- Your tasks:
1 > In the text on the 2020 Rebellion wrestling event, at which venue was the event first announced to take place?
2 > Continue the text on the 2020 Rebellion wrestling event from its last sentence.

- Selected text:
▬▬▬▬▬▬▬▬▬▬
The 2020 Rebellion was a professional wrestling event produced by Impact Wrestling and the second event in the Rebellion chronology. The event was initially slated to air live on pay-per-view on April 19, 2020, but due to the COVID-19 pandemic, the event was moved to a closed set at Skyway Studios in Nashville, Tennessee. It was taped between April 8–10, 2020 and was broadcast on April 21 and 28 as a two-part special episode for the company's weekly television program, Impact!.

The event comprised a total of nine matches, with five occurring on the April 21 broadcast and four on April 28. In the main event of the April 21 broadcast, Ken Shamrock defeated Sami Callihan by technical knockout in an unsanctioned match, while in the main event of the April 28 broadcast, Moose defeated Hernandez and Michael Elgin in a three-way match. After the match, Moose declared himself the TNA World Heavyweight Champion, though was not officially recognized as such until February 23, 2021.

Production

Background 

On January 13, 2020, Impact Wrestling announced on its Twitter account that it would be holding a second Rebellion event in April at Terminal 5 in New York, New York. It was later announced that the event would take place on April 19. However, due to the COVID-19 pandemic, the event was rescheduled and taped on a closed set at Skyway Studios in Nashville, Tennessee between April 8 and 10. It aired on tape delay as a two-part special of Impact! on April 21 and 28.
▬▬▬▬▬▬▬▬▬▬
- Data excerpt:
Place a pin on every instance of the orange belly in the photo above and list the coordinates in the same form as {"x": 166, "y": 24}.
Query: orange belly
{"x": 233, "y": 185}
▬▬▬▬▬▬▬▬▬▬
- Activity answers:
1 > Terminal 5 in New York, New York

2 >
The event was broadcast on AXS TV in the United States and Fight Network in Canada, both owned by Impact's parent company, Anthem Sports & Entertainment, as well as the company's international broadcast partners, such as Twitch.tv.

Tessa Blanchard had missed the tapings resulting in the scheduled Impact World Championship match to be canceled. She was to defend the title against Eddie Edwards and Michael Elgin in a three-way match.

Storylines 
The card included nine matches, split between the two broadcasts; five on April 21 and four on April 28. The matches resulted from scripted storylines, where wrestlers portrayed heroes, villains, or less distinguishable characters in scripted events that built tension and culminated in a wrestling match or series of matches. Results were predetermined by Impact Wrestling writers, while storylines were produced on their weekly television program, Impact!.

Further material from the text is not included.